[Passage to read]:
╭──

Narrative sweep and an evocative sense of place keep this from sinking under the weight of its contrivances. The...

Stouthearted men and plucky young women take on the Australian outback.

Ellie, at 14, is on the road with her jobless father during the 1930s when a killer dust storm overtakes them, suffocating him. Crying bitterly, Ellie buries him in the baked earth and trudges on alone until rescued by two young men on horseback, shy Joe and his hell-raising brother Charlie. They take her for the boy she claims to be and bring her to Warratah, her aunt Aurelia’s cattle station in Queensland. Aurelia, a formidable but kindly woman who smokes a pipe, is happy to see her niece, though her mother Alicia isn’t. Aurelia loves Australia and has never returned to her native England and wealthy parents, but her sister Alicia, a haughty gold-digger, wants nothing more than to swan it in London again and pick up another rich husband. So Ellie is raised by Aurelia and tags around after Joe and Charlie. When WWII breaks out, Joe enlists, along with most of the men in Australia, while, bereft, the women of Warratah soldier on through a terrible drought. War’s end brings changes, good and bad: Joe is presumed dead in action, and so Ellie develops a crush on Charlie, whose war wound (in his skull) makes him behave strangely. He rapes her during a drunken interlude, and Ellie later realizes to her horror that she’s pregnant. Joe’s unexpected return precipitates a crisis with far-reaching consequences. Charlie dies before he can marry her, but Joe steps up to do the right thing. As the years go by, a complex inheritance arrangement fosters rancorous conflict between Ellie’s daughter by Charlie (Claire) and her daughter by Joe (Leanna). By the close, though, the firm guidance of Aunt Aurelia leads all to reconciliation.

╰──

[Request]:
Answer these questions from the review above:
1. How old is Ellie when the dust storm kills her father?
2. What is the name of Aurelia's cattle station?
3. What are the names of Ellie's two daughters?

[Data]:
╭──

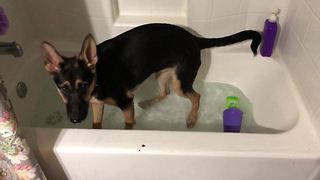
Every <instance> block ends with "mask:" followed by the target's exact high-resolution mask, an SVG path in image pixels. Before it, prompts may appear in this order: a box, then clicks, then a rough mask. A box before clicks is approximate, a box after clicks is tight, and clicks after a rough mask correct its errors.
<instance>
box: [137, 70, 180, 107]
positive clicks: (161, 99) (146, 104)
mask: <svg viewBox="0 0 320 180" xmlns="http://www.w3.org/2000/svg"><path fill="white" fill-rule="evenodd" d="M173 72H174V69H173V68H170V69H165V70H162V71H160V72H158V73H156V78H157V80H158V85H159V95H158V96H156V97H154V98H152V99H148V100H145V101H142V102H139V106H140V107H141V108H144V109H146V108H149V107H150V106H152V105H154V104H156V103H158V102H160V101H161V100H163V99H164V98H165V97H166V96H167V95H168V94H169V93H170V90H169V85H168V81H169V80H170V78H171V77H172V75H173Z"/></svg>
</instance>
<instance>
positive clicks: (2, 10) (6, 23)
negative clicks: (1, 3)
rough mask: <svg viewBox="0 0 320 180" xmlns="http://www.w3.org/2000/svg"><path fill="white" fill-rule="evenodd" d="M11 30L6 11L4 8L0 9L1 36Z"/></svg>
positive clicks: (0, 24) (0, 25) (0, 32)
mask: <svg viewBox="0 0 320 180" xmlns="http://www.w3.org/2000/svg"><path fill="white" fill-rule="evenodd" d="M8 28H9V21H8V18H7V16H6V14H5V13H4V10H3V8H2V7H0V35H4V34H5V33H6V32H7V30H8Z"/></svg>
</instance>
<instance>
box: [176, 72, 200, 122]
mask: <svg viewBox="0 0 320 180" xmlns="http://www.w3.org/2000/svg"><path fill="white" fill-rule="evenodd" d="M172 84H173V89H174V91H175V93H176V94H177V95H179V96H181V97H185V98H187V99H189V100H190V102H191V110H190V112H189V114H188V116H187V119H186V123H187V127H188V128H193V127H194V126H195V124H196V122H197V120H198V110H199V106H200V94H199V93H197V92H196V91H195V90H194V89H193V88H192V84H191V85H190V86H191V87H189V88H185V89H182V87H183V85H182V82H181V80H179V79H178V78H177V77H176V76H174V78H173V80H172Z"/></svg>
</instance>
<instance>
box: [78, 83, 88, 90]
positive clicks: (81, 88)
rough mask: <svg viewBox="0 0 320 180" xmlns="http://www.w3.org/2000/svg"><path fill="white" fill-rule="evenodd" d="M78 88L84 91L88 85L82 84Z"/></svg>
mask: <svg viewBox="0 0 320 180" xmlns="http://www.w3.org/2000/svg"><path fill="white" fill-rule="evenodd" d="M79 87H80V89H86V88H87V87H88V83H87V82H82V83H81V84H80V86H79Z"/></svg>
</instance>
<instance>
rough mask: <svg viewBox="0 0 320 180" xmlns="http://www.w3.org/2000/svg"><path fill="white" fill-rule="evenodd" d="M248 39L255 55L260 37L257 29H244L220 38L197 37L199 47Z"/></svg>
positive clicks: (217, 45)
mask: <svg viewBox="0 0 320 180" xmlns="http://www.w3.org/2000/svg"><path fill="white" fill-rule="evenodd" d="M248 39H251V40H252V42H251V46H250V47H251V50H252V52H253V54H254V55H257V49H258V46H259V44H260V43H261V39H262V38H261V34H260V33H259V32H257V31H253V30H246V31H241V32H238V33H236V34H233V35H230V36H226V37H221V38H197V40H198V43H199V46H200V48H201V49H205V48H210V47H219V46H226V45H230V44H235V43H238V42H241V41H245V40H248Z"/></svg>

╰──

[Output]:
1. 14
2. Warratah
3. Claire and Leanna